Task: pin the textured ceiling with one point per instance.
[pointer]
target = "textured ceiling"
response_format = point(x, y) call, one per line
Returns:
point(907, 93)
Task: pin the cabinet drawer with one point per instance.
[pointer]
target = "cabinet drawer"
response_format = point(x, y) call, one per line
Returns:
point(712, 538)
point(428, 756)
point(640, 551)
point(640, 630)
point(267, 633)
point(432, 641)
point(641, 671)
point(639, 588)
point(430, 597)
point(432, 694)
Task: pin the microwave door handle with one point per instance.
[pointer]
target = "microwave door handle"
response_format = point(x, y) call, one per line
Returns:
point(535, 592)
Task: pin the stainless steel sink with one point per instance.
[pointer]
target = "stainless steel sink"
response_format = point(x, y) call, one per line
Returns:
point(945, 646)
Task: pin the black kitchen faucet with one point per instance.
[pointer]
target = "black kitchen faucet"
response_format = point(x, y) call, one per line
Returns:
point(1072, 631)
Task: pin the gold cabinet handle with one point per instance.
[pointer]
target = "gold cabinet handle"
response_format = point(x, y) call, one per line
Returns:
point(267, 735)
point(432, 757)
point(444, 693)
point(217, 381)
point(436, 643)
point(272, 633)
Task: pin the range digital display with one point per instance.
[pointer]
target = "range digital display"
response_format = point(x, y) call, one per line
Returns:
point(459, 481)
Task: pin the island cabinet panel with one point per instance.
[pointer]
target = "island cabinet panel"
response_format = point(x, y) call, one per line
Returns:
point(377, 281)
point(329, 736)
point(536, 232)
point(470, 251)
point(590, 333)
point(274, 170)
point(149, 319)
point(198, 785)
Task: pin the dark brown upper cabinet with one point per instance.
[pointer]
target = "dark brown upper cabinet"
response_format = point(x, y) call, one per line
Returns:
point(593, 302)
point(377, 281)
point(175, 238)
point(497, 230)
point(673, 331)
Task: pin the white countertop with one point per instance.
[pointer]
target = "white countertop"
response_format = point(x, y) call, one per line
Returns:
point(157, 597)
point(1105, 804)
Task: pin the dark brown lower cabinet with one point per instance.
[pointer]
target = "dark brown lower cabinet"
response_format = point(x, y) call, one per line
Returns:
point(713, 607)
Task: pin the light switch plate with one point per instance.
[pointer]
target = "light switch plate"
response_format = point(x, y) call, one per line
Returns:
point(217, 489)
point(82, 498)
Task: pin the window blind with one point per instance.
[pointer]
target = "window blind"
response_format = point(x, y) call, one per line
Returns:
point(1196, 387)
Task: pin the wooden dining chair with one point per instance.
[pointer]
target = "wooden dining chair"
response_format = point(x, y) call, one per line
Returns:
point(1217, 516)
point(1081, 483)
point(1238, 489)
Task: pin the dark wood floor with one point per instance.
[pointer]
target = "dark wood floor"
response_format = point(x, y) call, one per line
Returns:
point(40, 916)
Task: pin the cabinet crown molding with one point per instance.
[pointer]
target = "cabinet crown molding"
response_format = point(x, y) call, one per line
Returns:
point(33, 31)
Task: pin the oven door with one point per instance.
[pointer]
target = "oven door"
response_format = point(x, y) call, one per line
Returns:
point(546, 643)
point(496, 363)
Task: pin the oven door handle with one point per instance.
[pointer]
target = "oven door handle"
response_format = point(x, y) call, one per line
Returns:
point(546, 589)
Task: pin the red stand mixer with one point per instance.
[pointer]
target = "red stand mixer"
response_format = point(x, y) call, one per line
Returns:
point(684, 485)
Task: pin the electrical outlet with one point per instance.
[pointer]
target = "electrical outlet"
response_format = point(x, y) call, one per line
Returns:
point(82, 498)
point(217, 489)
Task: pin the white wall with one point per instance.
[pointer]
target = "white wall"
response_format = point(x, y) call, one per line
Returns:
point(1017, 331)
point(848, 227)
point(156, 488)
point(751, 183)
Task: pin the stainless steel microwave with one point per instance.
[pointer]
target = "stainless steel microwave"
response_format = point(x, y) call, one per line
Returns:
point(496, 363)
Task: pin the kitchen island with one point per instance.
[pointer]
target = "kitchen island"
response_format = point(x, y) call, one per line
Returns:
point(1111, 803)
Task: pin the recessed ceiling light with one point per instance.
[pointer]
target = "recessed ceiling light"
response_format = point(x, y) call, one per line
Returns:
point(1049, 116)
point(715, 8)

_ _ _ _ _

Task requirements
Each record shown above must be printed once more, exactly.

Solution to this problem
Task: pin the textured ceiling with one point per instance.
[pointer]
target = "textured ceiling"
response_format = point(x, y) call, one per line
Returns:
point(907, 93)
Task: pin the cabinet drawer with one point per instance.
[pointer]
target = "cabinet drawer"
response_format = point(x, y) call, one per line
Returns:
point(712, 538)
point(428, 756)
point(640, 551)
point(640, 630)
point(267, 633)
point(432, 641)
point(641, 671)
point(639, 588)
point(430, 597)
point(432, 694)
Task: pin the microwave door handle with one point per instance.
[pointer]
target = "microwave door handle"
response_format = point(x, y) call, one per line
Returns:
point(535, 592)
Task: pin the stainless steel sink with one point per instance.
[pointer]
target = "stainless steel sink"
response_format = point(x, y) call, one per line
Returns:
point(945, 646)
Task: pin the black kitchen faucet with one point per instance.
[pointer]
target = "black kitchen faucet"
response_format = point(x, y) call, one per line
Returns:
point(1072, 631)
Task: pin the gold cabinet handle with one point per instance.
[pointer]
target = "gold cabinet handle"
response_format = point(x, y) call, one per line
Returns:
point(267, 735)
point(432, 757)
point(444, 693)
point(217, 381)
point(436, 643)
point(272, 633)
Task: pin the range digital display with one point per instance.
[pointer]
target = "range digital display"
response_format = point(x, y) call, one per line
Returns:
point(459, 481)
Task: pin the island cabinet panel with one point per instance.
[pointer]
target = "island cabinet panel"
response_format = point(x, y) call, one per line
Returns:
point(377, 281)
point(329, 736)
point(536, 232)
point(470, 251)
point(590, 333)
point(274, 170)
point(149, 319)
point(198, 785)
Task: pin the dark brown upper cabinet with one point per instance.
[pointer]
target = "dark brown upper cabinet"
response_format = point(x, y) call, one per line
Returns:
point(593, 302)
point(377, 281)
point(175, 238)
point(497, 230)
point(673, 331)
Task: pin the white countertop with one point per instance.
[pointer]
target = "white countertop"
response_format = point(x, y) call, one per line
Returns:
point(157, 597)
point(1105, 804)
Task: pin the dark brown lower cabinet with one point per instance.
[pointer]
target = "dark brown lower cabinet"
response_format = point(x, y) call, one per line
Returns:
point(713, 607)
Task: pin the light switch plate with one point per instance.
[pointer]
target = "light switch plate"
response_format = point(x, y) call, one per line
Returns:
point(217, 489)
point(82, 498)
Task: pin the window blind with one point per instance.
[pointer]
target = "window blind"
response_format = point(x, y) call, one per line
Returns:
point(1196, 387)
Task: pin the wooden dining chair with one point per instance.
[pointer]
target = "wooden dining chair"
response_format = point(x, y) call, one per line
Returns:
point(1217, 516)
point(1081, 483)
point(1238, 489)
Task: pin the dark wood floor with one point per instance.
[pointer]
target = "dark wood floor"
response_format = point(x, y) call, one per line
Returns:
point(40, 916)
Task: pin the cabinet crown molding with one point per instance.
[pointer]
target = "cabinet crown molding"
response_format = point(x, y) call, one per line
Returns:
point(33, 31)
Task: pin the oven door with one point per instance.
[pointer]
target = "oven door"
response_format = point(x, y) call, one per line
Returns:
point(546, 643)
point(496, 363)
Task: pin the oven door handle with one point per instance.
[pointer]
target = "oven door handle"
response_format = point(x, y) call, one per line
Returns:
point(546, 589)
Task: pin the red stand mixer with one point per instance.
[pointer]
target = "red stand mixer"
response_format = point(x, y) call, one per line
Returns:
point(684, 485)
Task: pin the electrical outlet with one point per instance.
[pointer]
target = "electrical outlet"
response_format = point(x, y) call, one per line
Returns:
point(82, 498)
point(217, 489)
Task: pin the white wall with one point per instance.
[pointer]
target = "white wall"
response_format = point(x, y) call, one per line
Returns:
point(1017, 331)
point(848, 227)
point(156, 488)
point(751, 183)
Task: pin the stainless steel microwave with one point per instance.
[pointer]
target = "stainless steel microwave"
response_format = point(x, y) call, one per line
Returns:
point(496, 363)
Task: pin the kitchen island with one point per instance.
[pointer]
target = "kitchen island"
response_format = point(x, y) call, one per line
Returns:
point(1111, 803)
Task: pin the recessed ceiling light with one point per instance.
[pointer]
target = "recessed ceiling light"
response_format = point(x, y) call, one per line
Returns:
point(1049, 116)
point(715, 8)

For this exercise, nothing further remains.